§ **TASK DIRECTIONS**
Reproduce the stretch of the post on Tor guard nodes from "Roger is not" through "to explain why.", renaming "state file" to "status file" throughout.

───── SUPPLIED PASSAGE ─────

[tor-dev] Journey to the core of Tor: Why does Roger has so many guards?

George Kadianakis desnacked at riseup.net
Mon Jun 23 23:51:48 UTC 2014


During our meeting in Iceland, we talked a lot about guard nodes. Some
of that discussion eventually turned into proposal 236 [0].

During our discussions, we looked into the state file of Roger, and we
noticed that there are 50 or so guard nodes in there. And that made us
wonder: "Why does Roger have so many guards?".

Roger is not the problem in this case; my state file also has many
guards. Most people who don't use bridges or hardcoded EntryNodes have
shitloads of guards. This post tries to explain why.

So, Tor, in its memory, has an ordered list of entry guards (the
global `entry_guards` smartlist in `src/or/entrynodes.c`). This list
can be lengthy: it usually contains more than $NumEntryGuards entry
guards. You can see this beautiful list just on your right below that
beautiful stalagmite:
https://gitweb.torproject.org/tor.git/blob/d064773595f1d0bf1b76dd6f7439bff653a3c8ce:/src/or/entrynodes.c#l64

This happens because in its first startup, Tor adds $NumEntryGuards
nodes to that list. However if one of them is not Stable and Tor needs
to build a Stable circuit, Tor will need to append a Stable guard to
the list. Similarly, if one of the guards is down, Tor will need to
compensate for that and append [1] one more guard to the list. The
same happens if Tor needs to fetch directory documents, but its guards
are not directory mirrors.

So, if Tor walks to the end of the guard node list and it still hasn't
found enough guard nodes with the needed property to make a pick, it
picks a random entry guard from the consensus and adds it to the
list. It's amazing and yet real, look straight ahead (and don't look
directly into the light):
https://gitweb.torproject.org/tor.git/blob/d064773595f1d0bf1b76dd6f7439bff653a3c8ce:/src/or/entrynodes.c#l1092

But this still does not explain why Roger has so many guards. Usually
a list of 5 or 6 nice guards is sufficient to satisfy the needs of any
circuit (alive, stable, fast, directory mirror).

The reason for Roger's surplus of guards, is the following very
interesting functionality of Tor: Consider the following scenario, you
start Tor while your network is down, Tor starts picking nodes from
your list and attempts to connect to them. All connections fail, since
your network is down. So now, Tor needs to add a new guard node to the
list. There are two cases now:

If Tor fails to connect to this new guard node (your network is still
down), Tor removes the new guard node from the entry guard list
(that's good; otherwise the list would be full of nodes added while
the network is down). Look on your left, you can see this beautiful
phenomenon happening here:
https://gitweb.torproject.org/tor.git/blob/d064773595f1d0bf1b76dd6f7439bff653a3c8ce:/src/or/entrynodes.c#l741

However, let's say that your network is back up, and Tor manages to
connect to this new guard node! That's great! But should Tor keep the
connection to this guard? The answer is probably that it shouldn't:
Tor should recognize this problem and attempt to reconnect to the
primary guards on the top of the list.

───── ENTRIES ─────

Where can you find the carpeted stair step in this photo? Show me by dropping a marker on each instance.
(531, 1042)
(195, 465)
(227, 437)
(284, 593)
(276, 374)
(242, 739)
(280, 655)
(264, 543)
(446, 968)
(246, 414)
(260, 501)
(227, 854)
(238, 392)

─────
───── ENTRIES ─────

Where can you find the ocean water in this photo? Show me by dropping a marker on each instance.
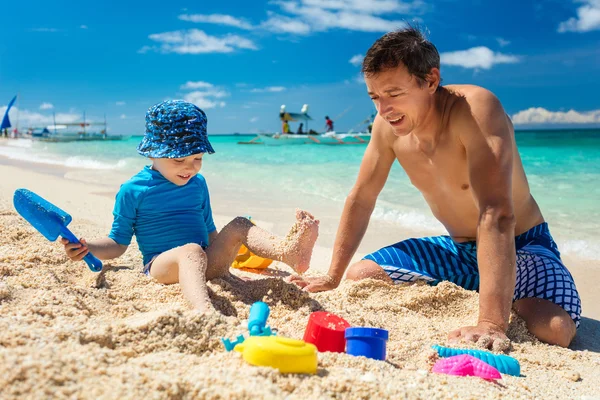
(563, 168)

─────
───── ENTRIES ─────

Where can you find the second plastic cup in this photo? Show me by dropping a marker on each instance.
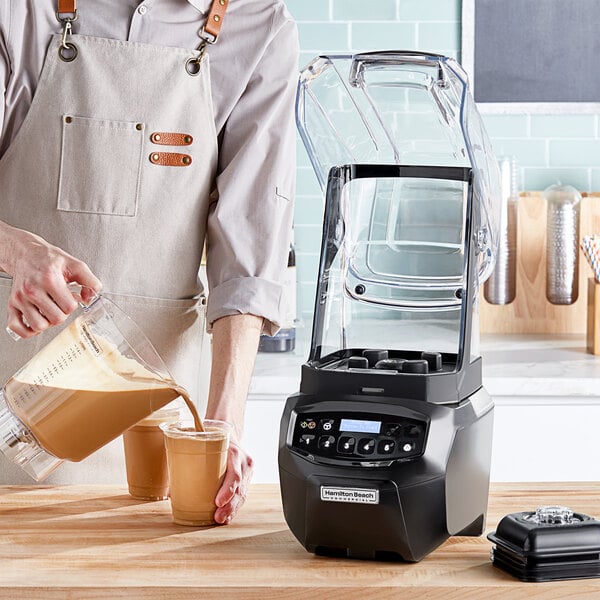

─────

§ **THE COMPLETED TASK**
Roger is not the problem in this case; my status file also has many
guards. Most people who don't use bridges or hardcoded EntryNodes have
shitloads of guards. This post tries to explain why.